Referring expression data
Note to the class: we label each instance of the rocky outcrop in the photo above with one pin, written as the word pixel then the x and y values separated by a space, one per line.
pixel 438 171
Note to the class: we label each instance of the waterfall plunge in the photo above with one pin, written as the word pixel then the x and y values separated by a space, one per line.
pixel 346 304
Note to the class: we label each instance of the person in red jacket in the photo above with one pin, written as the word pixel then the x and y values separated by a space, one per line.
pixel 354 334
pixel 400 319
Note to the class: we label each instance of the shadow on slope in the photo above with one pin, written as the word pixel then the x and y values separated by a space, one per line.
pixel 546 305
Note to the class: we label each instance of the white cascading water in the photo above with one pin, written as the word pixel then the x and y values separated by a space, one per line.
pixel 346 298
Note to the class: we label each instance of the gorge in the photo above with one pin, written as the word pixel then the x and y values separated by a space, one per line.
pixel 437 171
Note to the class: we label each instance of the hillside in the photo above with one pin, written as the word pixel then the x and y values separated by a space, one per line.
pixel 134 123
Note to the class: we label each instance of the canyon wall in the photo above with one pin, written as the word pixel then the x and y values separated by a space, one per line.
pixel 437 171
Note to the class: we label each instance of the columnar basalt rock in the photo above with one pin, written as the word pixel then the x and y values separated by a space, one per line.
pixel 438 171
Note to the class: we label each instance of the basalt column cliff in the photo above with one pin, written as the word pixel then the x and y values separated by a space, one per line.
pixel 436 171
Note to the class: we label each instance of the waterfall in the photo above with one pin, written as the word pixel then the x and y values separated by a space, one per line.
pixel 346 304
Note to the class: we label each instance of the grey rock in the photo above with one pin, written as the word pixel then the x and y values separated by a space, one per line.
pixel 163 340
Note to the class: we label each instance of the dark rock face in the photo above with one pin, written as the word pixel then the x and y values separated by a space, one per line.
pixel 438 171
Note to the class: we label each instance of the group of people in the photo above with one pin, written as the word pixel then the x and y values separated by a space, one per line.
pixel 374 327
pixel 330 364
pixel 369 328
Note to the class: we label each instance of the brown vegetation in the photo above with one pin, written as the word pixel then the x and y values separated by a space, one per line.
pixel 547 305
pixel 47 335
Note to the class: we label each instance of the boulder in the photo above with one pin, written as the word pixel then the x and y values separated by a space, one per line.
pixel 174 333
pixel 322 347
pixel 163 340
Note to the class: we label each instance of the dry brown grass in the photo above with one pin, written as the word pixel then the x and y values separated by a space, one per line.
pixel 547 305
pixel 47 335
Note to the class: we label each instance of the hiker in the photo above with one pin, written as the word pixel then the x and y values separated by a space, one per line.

> _Work instruction_
Using the data above, repeat every line exactly.

> _Answer box_
Note to the class: we label each instance of the rocky outcrop in the photo above with one pin, written as the word pixel then the x and y values separated by a space, one per line.
pixel 438 171
Note to the class: we label each instance of the waterfall plunge in the photo above with one pin, written as the word pixel then the x and y values separated by a space, one per line.
pixel 346 304
Note to the class: we label each instance of the person in red jacket in the photo above with one pin, written as the word pixel then the x and y values separated by a space, one per line.
pixel 354 334
pixel 400 319
Note to the class: we label each instance of the shadow on slope in the photo above with one pin, written as the word pixel then the x and y values separated by a space, one per line.
pixel 546 305
Note to the class: we label each instance of the white cascading water in the photo above with one pin, written as the word pixel then the x and y values separated by a space, one per line.
pixel 346 298
Note to the class: we label each instance of the gorge in the photo above with one pin, written as the word pixel then the x and y values separated by a space, one per line.
pixel 437 171
Note to the class: we label each instance of the hillside in the photo above with one pin, written as the word pixel then the x and y values separated by a space, one per line.
pixel 134 123
Note to the class: we label each instance of the canyon wall in the photo above with one pin, written as the word pixel then the x and y values separated by a space, one per line.
pixel 437 171
Note to the class: we label each instance of the columnar basalt rock in the photo above with one pin, written as the word pixel then the x and y values separated by a space, one per line.
pixel 438 171
Note to the class: we label each instance of the basalt column cliff in the photo above with one pin, written as the word pixel then the x and y values separated by a space, one per line.
pixel 436 171
Note to the class: we label each instance of the waterfall in the photo above with one pin, written as the word pixel then the x and y values separated by a space, one per line.
pixel 346 304
Note to the class: we label each instance of the grey rock in the photo above with one pin, written as the word pixel then the x and y values separated by a space, one per line.
pixel 163 340
Note to the class: we label each instance of the dark rock face in the photo above with one pin, written as the word pixel then the x and y values separated by a space, one per line.
pixel 438 171
Note to the class: we label each instance of the group of people in the photo above with one pin, written as the word pixel then the x and y values separated by a space, one per line.
pixel 374 327
pixel 330 364
pixel 369 328
Note to the class: we label each instance of the brown vegetation in the photo above with one pin, written as the word pixel then the x and y values separated by a space, one per line.
pixel 547 305
pixel 47 335
Note to the class: we label each instance of the boulder in the photo above with one pin, written as the word pixel then the x and y values separated by a space, one per line.
pixel 174 333
pixel 322 347
pixel 163 340
Note to the class: we label each instance of the dry brown grass in the photo above with one pin, written as the word pixel then the x and y values separated by a space, one per line.
pixel 547 305
pixel 47 335
Note to the class: we label each instance of the hiker in the photo above with one pin, written as the word pixel then the x and y values separated by a space, one per line.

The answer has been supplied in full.